• Selected passage:
○ ○ ○ ○ ○ ○ ○

Overall, the toughening of frozen DN hydrogels arises not from a single fracture mode but from the synergistic interplay among ice crystal fracture, ice–polymer interfacial delamination, and polymer network deformation. This interplay is particularly effective in samples containing finely distributed ice crystals and strong interfacial bonding. As the freezing temperature decreases, crack propagation becomes increasingly unstable in a favorable manner – characterized by crack path redirection, growth of delamination zones, and enhanced localized energy dissipation. These cooperative mechanisms lead to notable improvements in fracture strain, crack deflection, and overall material toughness, as demonstrated in the mechanical performance results. In practical terms, the commonly invoked toughening descriptors – interfacial energy dissipation, localized microcracking, and crack deflection – can each be mapped onto these three damage modes. Interfacial energy dissipation refers to the continuous consumption of mechanical energy through sliding and debonding at ice–polymer boundaries, which becomes increasingly significant as interfacial area grows with finer ice crystals. Localized microcracking describes the spatially distributed micro-damage events that arise when numerous small ice domains and their surrounding polymer matrix undergo concurrent failure, effectively dispersing the stress concentration ahead of the crack tip. Crack deflection refers to the forced redirection of the propagating crack front around heterogeneous ice–polymer regions, producing the tortuous fracture paths observed in Fig. 6c. Together, these mechanisms are not independent but rather coupled manifestations of the progressive shift from ice-dominated brittle fracture to interface- and polymer-mediated ductile toughening as ice crystal size decreases.

○ ○ ○ ○ ○ ○ ○

• Actions to take:
a. Answer these questions about the passage on toughening in frozen DN hydrogels:
(i) What three damage processes interact to toughen the hydrogels?
(ii) As ice crystals become finer, what grows and makes interfacial energy dissipation more significant?
(iii) Which figure shows the tortuous fracture paths?
b. Write the next part of the passage on toughening in frozen DN hydrogels, starting after its final sentence.

Source records
○ ○ ○ ○ ○ ○ ○

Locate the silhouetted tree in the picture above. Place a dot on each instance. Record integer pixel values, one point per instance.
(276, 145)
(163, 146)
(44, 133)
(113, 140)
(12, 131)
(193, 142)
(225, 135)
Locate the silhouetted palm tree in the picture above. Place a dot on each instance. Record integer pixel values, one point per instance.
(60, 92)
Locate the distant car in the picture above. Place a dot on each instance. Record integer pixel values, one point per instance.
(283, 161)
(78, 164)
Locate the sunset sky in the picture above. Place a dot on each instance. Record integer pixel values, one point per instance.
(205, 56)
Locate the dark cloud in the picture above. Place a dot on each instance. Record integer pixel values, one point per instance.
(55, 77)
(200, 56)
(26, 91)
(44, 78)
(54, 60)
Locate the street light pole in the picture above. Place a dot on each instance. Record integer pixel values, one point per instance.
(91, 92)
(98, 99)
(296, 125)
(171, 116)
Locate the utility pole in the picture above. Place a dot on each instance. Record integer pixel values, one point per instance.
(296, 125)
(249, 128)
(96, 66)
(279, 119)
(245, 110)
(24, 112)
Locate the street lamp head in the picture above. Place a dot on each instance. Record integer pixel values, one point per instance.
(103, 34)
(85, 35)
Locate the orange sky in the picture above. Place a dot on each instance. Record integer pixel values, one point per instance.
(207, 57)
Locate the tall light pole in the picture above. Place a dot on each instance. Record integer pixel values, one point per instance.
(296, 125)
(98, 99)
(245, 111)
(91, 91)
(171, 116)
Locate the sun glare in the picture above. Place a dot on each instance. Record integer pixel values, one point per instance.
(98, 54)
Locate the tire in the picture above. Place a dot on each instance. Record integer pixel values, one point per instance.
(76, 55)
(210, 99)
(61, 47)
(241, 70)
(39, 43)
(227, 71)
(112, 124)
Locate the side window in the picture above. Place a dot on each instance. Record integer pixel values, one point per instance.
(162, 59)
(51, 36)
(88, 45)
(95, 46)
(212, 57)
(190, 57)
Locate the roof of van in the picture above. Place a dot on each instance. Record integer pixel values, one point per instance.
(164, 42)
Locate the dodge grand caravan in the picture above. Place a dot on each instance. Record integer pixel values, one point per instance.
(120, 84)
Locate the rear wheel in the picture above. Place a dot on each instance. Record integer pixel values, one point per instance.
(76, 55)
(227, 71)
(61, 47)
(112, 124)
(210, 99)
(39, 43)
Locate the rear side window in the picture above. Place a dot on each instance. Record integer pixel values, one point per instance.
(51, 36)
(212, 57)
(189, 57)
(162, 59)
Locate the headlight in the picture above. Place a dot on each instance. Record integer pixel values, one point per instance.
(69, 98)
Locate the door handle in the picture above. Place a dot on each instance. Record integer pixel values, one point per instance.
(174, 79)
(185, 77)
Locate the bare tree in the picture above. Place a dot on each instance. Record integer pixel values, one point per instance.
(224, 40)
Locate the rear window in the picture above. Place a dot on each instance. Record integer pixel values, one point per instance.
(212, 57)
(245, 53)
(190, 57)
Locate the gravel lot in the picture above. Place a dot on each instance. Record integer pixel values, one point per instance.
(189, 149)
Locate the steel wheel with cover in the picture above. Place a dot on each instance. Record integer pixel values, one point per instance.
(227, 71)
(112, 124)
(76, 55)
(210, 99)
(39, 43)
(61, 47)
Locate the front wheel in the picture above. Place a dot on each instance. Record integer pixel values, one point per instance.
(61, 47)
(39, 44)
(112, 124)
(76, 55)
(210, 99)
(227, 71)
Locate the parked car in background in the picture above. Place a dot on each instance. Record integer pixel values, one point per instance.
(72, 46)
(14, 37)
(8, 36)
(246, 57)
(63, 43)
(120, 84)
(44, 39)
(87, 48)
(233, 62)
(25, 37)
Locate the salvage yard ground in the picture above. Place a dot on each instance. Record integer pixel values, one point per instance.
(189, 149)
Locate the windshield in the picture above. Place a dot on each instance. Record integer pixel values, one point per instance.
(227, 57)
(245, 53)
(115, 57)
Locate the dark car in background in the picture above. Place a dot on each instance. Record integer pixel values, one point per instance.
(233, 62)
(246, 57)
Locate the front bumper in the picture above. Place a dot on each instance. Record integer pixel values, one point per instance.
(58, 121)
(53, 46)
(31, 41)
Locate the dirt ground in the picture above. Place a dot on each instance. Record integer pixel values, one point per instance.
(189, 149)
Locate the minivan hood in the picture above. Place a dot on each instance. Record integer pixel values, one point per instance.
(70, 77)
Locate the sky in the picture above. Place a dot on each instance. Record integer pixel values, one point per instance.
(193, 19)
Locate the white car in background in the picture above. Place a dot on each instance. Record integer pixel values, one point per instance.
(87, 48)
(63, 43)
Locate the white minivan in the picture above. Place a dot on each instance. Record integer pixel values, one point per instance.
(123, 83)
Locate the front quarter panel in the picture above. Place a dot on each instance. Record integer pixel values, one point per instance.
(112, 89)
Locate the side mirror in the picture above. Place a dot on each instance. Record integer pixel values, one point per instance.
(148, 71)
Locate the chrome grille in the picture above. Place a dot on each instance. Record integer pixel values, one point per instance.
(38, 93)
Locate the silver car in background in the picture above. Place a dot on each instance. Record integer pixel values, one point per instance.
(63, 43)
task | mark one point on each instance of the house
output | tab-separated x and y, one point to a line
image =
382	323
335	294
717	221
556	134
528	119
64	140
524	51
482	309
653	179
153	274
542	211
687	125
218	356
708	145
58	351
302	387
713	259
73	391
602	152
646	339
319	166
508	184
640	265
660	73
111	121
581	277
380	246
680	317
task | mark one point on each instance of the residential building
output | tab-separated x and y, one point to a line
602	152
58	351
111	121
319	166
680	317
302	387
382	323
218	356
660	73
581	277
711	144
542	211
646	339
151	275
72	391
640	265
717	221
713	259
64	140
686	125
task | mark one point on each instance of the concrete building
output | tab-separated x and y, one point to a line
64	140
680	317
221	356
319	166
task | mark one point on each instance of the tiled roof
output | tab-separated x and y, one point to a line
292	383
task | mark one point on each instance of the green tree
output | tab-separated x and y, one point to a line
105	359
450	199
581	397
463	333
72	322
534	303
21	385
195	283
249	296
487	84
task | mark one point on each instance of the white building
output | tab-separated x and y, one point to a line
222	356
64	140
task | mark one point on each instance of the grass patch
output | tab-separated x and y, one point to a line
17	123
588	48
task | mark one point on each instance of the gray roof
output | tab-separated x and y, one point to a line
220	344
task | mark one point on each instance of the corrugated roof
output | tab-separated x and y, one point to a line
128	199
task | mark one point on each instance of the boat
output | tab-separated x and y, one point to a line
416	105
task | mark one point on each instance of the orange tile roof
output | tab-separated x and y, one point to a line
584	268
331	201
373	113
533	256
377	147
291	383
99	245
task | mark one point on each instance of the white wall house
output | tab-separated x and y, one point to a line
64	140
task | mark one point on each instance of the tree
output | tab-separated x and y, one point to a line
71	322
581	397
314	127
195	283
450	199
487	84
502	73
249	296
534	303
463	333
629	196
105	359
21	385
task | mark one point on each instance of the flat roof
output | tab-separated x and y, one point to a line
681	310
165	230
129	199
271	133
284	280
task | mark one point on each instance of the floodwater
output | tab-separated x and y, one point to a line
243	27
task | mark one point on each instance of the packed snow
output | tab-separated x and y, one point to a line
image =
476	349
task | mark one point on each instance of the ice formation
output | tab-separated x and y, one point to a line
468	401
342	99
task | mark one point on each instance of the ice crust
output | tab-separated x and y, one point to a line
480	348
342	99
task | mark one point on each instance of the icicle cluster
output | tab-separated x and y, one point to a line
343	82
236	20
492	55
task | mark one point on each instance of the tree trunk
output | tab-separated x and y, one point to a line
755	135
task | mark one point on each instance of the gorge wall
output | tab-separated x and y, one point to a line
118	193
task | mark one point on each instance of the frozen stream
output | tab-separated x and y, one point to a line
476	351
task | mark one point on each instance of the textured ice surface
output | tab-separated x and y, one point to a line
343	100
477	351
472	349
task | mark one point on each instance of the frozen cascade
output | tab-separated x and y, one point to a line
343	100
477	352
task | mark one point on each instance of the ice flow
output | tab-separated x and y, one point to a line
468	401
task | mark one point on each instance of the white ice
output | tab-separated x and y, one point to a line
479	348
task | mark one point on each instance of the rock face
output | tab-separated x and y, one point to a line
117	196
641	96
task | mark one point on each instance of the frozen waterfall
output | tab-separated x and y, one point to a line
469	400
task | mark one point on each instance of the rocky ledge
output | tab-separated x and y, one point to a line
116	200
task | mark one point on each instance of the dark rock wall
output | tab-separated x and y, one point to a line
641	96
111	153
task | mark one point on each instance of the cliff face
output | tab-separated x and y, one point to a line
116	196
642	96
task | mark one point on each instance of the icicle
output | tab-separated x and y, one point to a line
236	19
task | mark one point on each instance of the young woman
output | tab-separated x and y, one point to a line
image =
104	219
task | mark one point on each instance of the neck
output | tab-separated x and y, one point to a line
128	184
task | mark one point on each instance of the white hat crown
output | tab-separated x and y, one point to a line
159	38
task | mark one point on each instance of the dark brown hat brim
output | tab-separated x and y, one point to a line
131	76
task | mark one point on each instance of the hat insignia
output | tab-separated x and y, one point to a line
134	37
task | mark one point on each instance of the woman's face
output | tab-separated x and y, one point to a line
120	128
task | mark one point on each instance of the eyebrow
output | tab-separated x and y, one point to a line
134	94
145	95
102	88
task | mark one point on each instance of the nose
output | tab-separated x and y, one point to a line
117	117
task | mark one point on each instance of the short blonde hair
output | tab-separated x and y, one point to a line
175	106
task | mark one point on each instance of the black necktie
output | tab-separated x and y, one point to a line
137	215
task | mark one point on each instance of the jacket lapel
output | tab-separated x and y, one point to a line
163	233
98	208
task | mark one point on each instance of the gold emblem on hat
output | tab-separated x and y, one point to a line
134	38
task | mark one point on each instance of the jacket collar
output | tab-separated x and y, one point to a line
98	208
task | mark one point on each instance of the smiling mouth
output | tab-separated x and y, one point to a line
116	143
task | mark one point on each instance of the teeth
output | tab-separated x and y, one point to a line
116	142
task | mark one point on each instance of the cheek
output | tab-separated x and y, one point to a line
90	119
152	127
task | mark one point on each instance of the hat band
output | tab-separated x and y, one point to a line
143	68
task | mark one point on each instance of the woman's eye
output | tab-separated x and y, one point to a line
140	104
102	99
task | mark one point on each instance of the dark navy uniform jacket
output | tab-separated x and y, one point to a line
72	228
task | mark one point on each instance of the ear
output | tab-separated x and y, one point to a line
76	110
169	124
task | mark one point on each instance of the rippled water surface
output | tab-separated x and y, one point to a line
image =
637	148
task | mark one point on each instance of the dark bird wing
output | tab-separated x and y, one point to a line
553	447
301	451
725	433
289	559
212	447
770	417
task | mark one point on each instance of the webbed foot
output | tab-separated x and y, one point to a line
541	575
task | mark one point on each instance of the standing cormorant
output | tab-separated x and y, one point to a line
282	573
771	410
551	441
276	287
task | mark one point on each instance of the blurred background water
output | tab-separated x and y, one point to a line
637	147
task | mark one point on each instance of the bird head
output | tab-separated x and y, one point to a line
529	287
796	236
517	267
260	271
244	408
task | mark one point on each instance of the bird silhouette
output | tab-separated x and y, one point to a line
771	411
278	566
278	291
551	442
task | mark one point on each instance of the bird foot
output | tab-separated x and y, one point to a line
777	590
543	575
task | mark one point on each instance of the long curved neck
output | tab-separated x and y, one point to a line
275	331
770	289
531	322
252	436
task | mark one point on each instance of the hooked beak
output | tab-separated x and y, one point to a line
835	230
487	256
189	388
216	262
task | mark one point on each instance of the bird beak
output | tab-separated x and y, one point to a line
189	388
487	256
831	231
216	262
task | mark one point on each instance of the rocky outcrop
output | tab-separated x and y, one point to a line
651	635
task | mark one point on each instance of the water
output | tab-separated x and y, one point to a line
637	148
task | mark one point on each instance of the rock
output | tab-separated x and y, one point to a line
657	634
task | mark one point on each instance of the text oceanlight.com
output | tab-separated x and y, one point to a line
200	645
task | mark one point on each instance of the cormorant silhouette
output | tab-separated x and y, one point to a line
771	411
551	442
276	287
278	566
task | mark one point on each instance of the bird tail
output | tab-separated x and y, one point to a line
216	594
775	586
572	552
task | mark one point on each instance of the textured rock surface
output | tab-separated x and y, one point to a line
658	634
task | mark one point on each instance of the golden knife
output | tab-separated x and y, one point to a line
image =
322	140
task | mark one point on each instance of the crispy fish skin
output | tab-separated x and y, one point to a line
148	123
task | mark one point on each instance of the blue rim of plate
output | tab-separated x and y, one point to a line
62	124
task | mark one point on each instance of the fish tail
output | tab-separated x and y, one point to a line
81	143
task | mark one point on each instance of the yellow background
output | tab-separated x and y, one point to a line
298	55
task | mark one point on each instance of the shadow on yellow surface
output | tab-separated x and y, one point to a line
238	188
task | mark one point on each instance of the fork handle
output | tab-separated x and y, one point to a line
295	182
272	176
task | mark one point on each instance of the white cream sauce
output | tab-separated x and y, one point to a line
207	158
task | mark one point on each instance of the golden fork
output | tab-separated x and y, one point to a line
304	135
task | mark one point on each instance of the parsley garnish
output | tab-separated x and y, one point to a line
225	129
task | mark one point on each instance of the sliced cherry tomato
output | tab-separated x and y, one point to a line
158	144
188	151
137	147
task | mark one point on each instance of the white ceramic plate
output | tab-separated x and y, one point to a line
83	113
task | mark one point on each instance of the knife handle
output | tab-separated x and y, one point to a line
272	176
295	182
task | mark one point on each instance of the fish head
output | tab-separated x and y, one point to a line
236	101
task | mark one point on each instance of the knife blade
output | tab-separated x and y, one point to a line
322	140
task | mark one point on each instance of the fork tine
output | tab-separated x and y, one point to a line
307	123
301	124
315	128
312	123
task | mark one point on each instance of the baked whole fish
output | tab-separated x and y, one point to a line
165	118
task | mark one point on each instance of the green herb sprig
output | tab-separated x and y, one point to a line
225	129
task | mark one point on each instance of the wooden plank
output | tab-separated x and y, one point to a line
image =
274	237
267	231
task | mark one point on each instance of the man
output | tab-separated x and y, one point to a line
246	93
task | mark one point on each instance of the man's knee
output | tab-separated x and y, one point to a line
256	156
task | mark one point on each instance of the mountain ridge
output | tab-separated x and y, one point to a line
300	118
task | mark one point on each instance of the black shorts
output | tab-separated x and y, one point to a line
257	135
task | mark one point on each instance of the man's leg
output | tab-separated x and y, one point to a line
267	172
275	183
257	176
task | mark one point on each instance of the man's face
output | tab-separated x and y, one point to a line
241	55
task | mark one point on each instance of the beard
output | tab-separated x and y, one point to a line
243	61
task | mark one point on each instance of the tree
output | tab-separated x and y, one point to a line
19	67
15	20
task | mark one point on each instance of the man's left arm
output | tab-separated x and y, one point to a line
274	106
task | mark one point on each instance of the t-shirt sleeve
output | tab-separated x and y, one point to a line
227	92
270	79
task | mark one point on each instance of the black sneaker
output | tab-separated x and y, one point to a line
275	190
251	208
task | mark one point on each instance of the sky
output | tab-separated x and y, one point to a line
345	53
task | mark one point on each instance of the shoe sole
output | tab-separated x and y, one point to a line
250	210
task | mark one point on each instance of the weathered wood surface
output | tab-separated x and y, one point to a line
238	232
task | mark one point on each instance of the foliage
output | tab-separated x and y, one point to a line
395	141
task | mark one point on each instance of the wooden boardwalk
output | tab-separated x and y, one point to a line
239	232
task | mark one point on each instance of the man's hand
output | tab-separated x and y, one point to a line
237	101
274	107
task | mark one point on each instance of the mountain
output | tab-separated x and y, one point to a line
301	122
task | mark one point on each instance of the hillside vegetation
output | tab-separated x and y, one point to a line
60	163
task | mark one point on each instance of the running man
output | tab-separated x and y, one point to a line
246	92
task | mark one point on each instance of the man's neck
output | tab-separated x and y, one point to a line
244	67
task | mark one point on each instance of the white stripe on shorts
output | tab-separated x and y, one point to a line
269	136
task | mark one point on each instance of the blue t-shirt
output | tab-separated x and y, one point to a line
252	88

○ ○ ○ ○ ○ ○ ○

• Set of answers:
a.
(i) Ice crystal fracture, ice–polymer interfacial delamination, and polymer network deformation.
(ii) The interfacial area grows.
(iii) Fig. 6c.

b.
While the distinct crack morphologies and proposed fracture modes (Fig. 6d) account for the observed toughness enhancement, the underlying mechanisms – particularly interfacial delamination and polymer-network rearrangement – are inherently time-dependent physical processes. Ice crystals fracture rapidly and are largely insensitive to moderate variations in loading rate, whereas interfacial delamination and hydrogen-bond reorganization occur over longer timescales and are therefore expected to exhibit pronounced rate dependence.57,58 To further validate the proposed toughening mechanisms and delineate the respective contributions of the three fracture modes, we systematically investigated the rate-dependent mechanical behavior of frozen DN hydrogels using uniaxial tension and pure-shear tests (Fig. 7). Under uniaxial tension in Fig. 7a and b, increasing the stretching rate from 10 to 300 mm/min increases the apparent modulus from 0.05 MPa to 0.87 MPa, peak stress from 0.75 MPa to 1.7 MPa and reduces the strain at break from 17 mm mm−1 to 11 mm mm−1. At 300 mm min−1, the peak stress shows a slight decrease relative to 200 mm min−1 (∼0.95–1.0 MPa), consistent with early instability/necking that truncates stress development. In pure-shear tests (Fig. 7d and e), the peak stress increases from 2.1 MPa to 4.4 MPa, while the maximum stretch collapses, and crack morphology transitions from blunted/tortuous at low rates to sharp/unstable at high rates (Fig. 7c). These trends arise because ice–polymer interfacial sliding and H-bond reorganization require time to operate; when the loading timescale shortens, these sacrificial/relaxation pathways are curtailed, producing higher stiffness but reduced crack tolerance.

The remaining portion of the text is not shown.